PAGE EXTRACT ::
Following up on the post of reason for getting out of bed, I started to think about what are the ingredients that fuels our life.
The life we are leading, is it rewarding? Does our job gives us a sense of purpose? Do we have something to look forward to every morning?
Sometimes, it’s inevitable that things don’t always go our way. We all have bills to pay, mouths to feed and montage to settle. But, take a step back and think really hard what really gets us out of bed. Life loses its meaning when we have little to look forward to. The monotony of weekday’s work is offset by the eventful weekend’s activities. That little motivation drives most of the working class people to their offices daily, besides the mandatory task of working for the pay cheque.
On some days (rainy nights especially), I tend to get sentimental as I look through the window as memories of the good times enjoyed with buddies would come knocking. It was vivid. Fast forward to today. Friends come and go. Classmates of yesterday are now busy with their own lives – be it climbing the ladder of working society, starting their own family or struggling to make ends meet. Everyone moves on. As we are harden by external influences, we become weary of others’ intent and a defensive barrier is being erected. The relationships we have now with our acquaintances may well be shallow. It’s about networking in our hyper-connected world as opposed to building a meaningful friendship.

EXTRACTED INFORMATION ::
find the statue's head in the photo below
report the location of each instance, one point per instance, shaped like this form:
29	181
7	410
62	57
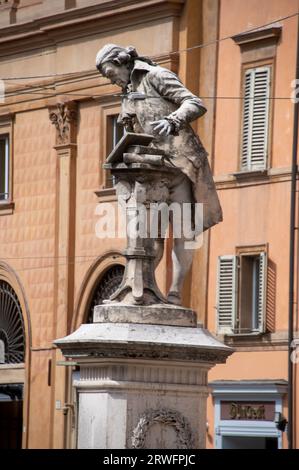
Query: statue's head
116	63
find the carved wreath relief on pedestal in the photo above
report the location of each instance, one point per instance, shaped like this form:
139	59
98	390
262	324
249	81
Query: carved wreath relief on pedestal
184	437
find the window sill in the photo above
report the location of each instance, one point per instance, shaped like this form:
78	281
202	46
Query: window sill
6	207
250	174
106	194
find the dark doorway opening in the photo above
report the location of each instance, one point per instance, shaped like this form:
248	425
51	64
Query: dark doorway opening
11	418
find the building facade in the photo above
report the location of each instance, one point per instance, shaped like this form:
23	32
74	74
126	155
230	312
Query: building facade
57	125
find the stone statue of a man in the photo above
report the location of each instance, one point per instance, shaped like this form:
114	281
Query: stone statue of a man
156	102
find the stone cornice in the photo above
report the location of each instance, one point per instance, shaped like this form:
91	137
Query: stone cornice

EXERCISE DETAILS ::
Can you repeat the post on what gets us out of bed word for word, from "Following up on" to "to every morning?"? The material above comes from a separate source.

REPLY TO THE TASK ::
Following up on the post of reason for getting out of bed, I started to think about what are the ingredients that fuels our life.
The life we are leading, is it rewarding? Does our job gives us a sense of purpose? Do we have something to look forward to every morning?